● PROBLEM:
Lay out every line of the items below as a Markdown table with two columns, Index and Line. Put each line's row number under Index, and omit blank lines.

— Begin RAW RECORDS —

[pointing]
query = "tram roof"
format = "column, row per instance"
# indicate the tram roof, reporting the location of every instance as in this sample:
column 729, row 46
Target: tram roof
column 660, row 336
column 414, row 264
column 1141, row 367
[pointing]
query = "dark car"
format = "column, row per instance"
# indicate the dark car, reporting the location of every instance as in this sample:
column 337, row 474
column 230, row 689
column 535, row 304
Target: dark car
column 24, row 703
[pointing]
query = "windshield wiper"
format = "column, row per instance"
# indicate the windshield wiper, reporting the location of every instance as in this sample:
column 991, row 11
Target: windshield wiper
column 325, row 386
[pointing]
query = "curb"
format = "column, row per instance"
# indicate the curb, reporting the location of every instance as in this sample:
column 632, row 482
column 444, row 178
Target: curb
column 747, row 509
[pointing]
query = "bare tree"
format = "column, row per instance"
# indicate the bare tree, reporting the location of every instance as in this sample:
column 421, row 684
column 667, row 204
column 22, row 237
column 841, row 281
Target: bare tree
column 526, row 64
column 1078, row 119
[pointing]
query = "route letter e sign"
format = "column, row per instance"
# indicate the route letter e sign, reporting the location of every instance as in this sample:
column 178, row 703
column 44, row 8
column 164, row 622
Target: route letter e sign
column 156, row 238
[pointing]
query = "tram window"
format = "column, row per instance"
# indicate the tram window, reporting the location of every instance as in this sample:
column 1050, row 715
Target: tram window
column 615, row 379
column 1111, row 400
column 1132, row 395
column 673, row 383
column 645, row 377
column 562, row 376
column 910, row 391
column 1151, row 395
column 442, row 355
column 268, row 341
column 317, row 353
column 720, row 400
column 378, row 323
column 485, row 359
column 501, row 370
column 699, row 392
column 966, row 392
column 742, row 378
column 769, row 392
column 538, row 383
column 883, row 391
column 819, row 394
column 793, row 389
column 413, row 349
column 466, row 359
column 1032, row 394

— End RAW RECORDS —

● SOLVED PROBLEM:
| Index | Line |
|---|---|
| 1 | [pointing] |
| 2 | query = "tram roof" |
| 3 | format = "column, row per instance" |
| 4 | # indicate the tram roof, reporting the location of every instance as in this sample: |
| 5 | column 729, row 46 |
| 6 | Target: tram roof |
| 7 | column 660, row 336 |
| 8 | column 414, row 264 |
| 9 | column 1141, row 367 |
| 10 | [pointing] |
| 11 | query = "dark car" |
| 12 | format = "column, row per instance" |
| 13 | # indicate the dark car, reporting the location of every instance as in this sample: |
| 14 | column 337, row 474 |
| 15 | column 230, row 689 |
| 16 | column 535, row 304 |
| 17 | Target: dark car |
| 18 | column 24, row 703 |
| 19 | [pointing] |
| 20 | query = "windshield wiper" |
| 21 | format = "column, row per instance" |
| 22 | # indicate the windshield wiper, reporting the location of every instance as in this sample: |
| 23 | column 991, row 11 |
| 24 | Target: windshield wiper |
| 25 | column 325, row 386 |
| 26 | [pointing] |
| 27 | query = "curb" |
| 28 | format = "column, row per instance" |
| 29 | # indicate the curb, reporting the location of every instance as in this sample: |
| 30 | column 632, row 482 |
| 31 | column 444, row 178 |
| 32 | Target: curb |
| 33 | column 747, row 509 |
| 34 | [pointing] |
| 35 | query = "bare tree" |
| 36 | format = "column, row per instance" |
| 37 | # indicate the bare tree, reporting the location of every instance as in this sample: |
| 38 | column 421, row 684 |
| 39 | column 667, row 204 |
| 40 | column 22, row 237 |
| 41 | column 841, row 281 |
| 42 | Target: bare tree |
| 43 | column 526, row 64 |
| 44 | column 1078, row 119 |
| 45 | [pointing] |
| 46 | query = "route letter e sign" |
| 47 | format = "column, row per instance" |
| 48 | # indicate the route letter e sign, reporting the location of every instance as in this sample: |
| 49 | column 178, row 703 |
| 50 | column 44, row 8 |
| 51 | column 164, row 622 |
| 52 | Target: route letter e sign |
| 53 | column 156, row 238 |
| 54 | [pointing] |
| 55 | query = "tram window" |
| 56 | format = "column, row per instance" |
| 57 | # indicate the tram window, reporting the location of every instance as in this sample: |
| 58 | column 1050, row 715 |
| 59 | Target: tram window |
| 60 | column 615, row 379 |
| 61 | column 1111, row 400 |
| 62 | column 1132, row 395 |
| 63 | column 673, row 383 |
| 64 | column 645, row 377 |
| 65 | column 562, row 376 |
| 66 | column 910, row 391 |
| 67 | column 1151, row 395 |
| 68 | column 442, row 355 |
| 69 | column 268, row 341 |
| 70 | column 317, row 353 |
| 71 | column 720, row 400 |
| 72 | column 378, row 323 |
| 73 | column 485, row 359 |
| 74 | column 501, row 370 |
| 75 | column 699, row 392 |
| 76 | column 966, row 392 |
| 77 | column 742, row 378 |
| 78 | column 769, row 392 |
| 79 | column 538, row 383 |
| 80 | column 883, row 391 |
| 81 | column 819, row 394 |
| 82 | column 793, row 389 |
| 83 | column 413, row 349 |
| 84 | column 466, row 359 |
| 85 | column 1032, row 394 |